## TASKS FOR THIS EXERCISE:
[1] In the happiness notebook, how is the mode of a set of values defined?
[2] Write the next part of the happiness notebook, starting after its last line.

## QUOTED TEXT:
In [None]:
import numpy as np
import pandas as pd
import seaborn as sns
import matplotlib.pyplot as plt

from IPython.display import Image, display

In [None]:
%matplotlib inline
%load_ext autoreload
%autoreload 2

In [None]:
# Data
df2015 = pd.read_csv("data/happiness/2015.csv")
df2016 = pd.read_csv("data/happiness/2016.csv")
df2017 = pd.read_csv("data/happiness/2017.csv")
df2018 = pd.read_csv("data/happiness/2018.csv")
df2019 = pd.read_csv("data/happiness/2019.csv")

# Data analysis

In [None]:
display(Image(filename='data/images/cute_panda_fun.jpg'))

## Summary operators (mean, mode, median)

In [None]:
df2019.mean()

In [None]:
columnsOfInterest = ["Score", "GDP per capita", "Social support"]
df2019[columnsOfInterest].mean()

In [None]:
columnsOfInterest = ["Score", "GDP per capita", "Social support"]
df2019[columnsOfInterest].median()

In [None]:
columnsOfInterest = ["Score", "GDP per capita", "Social support"]
df2019[columnsOfInterest].mode()

"The mode of a set of values is the value that appears most often. It can be multiple values."

Picture region annotation data
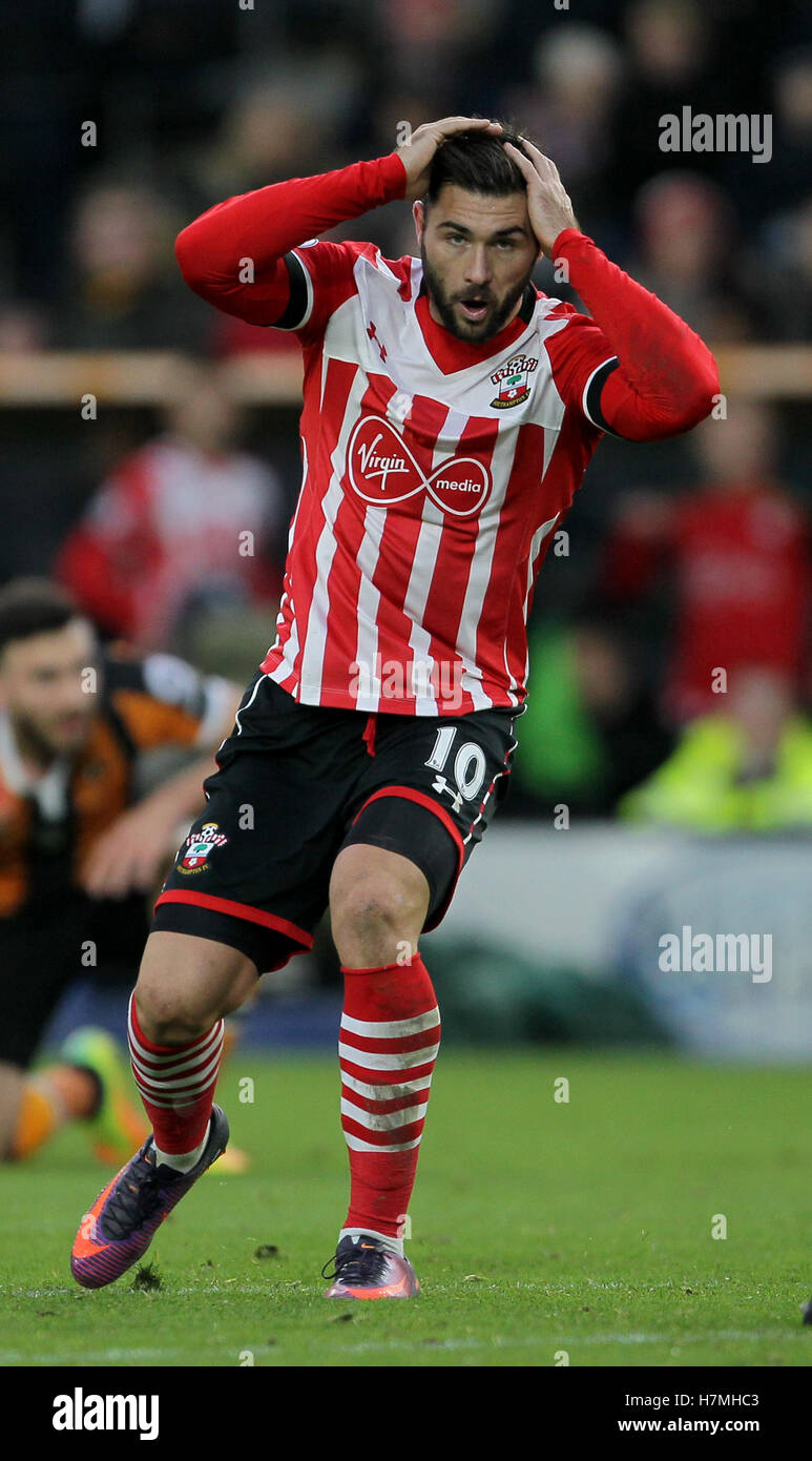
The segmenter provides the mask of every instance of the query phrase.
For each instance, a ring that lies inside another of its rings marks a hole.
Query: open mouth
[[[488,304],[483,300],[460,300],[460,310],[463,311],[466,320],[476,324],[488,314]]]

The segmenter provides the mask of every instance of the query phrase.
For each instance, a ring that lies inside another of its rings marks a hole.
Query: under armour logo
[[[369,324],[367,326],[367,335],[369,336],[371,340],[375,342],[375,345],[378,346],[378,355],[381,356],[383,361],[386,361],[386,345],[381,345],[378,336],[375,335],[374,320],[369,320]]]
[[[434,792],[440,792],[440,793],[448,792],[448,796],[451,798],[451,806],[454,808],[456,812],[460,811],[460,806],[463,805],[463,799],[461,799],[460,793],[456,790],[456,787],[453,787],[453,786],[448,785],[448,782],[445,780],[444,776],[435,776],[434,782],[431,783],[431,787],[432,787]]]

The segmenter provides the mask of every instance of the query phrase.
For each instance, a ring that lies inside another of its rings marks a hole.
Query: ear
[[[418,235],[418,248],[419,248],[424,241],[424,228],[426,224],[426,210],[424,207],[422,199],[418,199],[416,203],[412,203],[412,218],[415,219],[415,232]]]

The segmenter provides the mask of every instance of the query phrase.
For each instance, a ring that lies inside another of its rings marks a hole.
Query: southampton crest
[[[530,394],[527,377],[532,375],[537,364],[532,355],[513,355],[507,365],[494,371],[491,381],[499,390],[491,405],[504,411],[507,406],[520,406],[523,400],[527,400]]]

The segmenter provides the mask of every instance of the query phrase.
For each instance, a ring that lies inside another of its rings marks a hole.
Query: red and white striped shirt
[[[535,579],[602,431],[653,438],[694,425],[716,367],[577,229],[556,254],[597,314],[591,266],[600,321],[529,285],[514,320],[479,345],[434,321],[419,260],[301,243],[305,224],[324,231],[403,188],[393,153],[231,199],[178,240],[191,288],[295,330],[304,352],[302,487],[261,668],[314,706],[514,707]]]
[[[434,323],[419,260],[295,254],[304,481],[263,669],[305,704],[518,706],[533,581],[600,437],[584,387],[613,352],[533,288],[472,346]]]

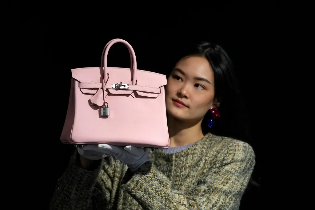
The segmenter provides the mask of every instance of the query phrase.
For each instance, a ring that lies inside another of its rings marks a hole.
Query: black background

## OUTPUTS IN ORDER:
[1] It is the value that appears most often, and it can be multiple values.

[2]
In [None]:
df2019[df2019.Score==5.208]

##### Min, max

In [None]:
maxGDP = df2019["GDP per capita"].max()
df2019[df2019["GDP per capita"] == maxGDP]

In [None]:
minGDP = df2019["GDP per capita"].min()
df2019[df2019["GDP per capita"] == minGDP]

## Create new columns based on existing columns

In [None]:
df2019["Generosity new"] = df2019["Generosity"] * 100

In [None]:
df2019["Generosity new"]

## Counting

In [None]:
df2016 = pd.read_csv("data/happiness/2016.csv")

In [None]:
df2016.Region.value_counts()

##### Compute proportions

In [None]:
df2016.Region.value_counts(normalize=True)

##### Select multiple columns

In [None]:
df2016.value_counts(subset=["Region", "Country"])

## Aggregating data

Data aggregation is any process whereby data is gathered and expressed in a summary form.

In [None]:
df2016.groupby("Region").mean()

##### Sort by happiness score

In [None]:
df2016.groupby("Region").mean().sort_values(by='Happiness Score', ascending=False)

Calculate the mean only for a specific column.

In [None]:
df2016.groupby("Region")["Happiness Score"].mean()

Sort values.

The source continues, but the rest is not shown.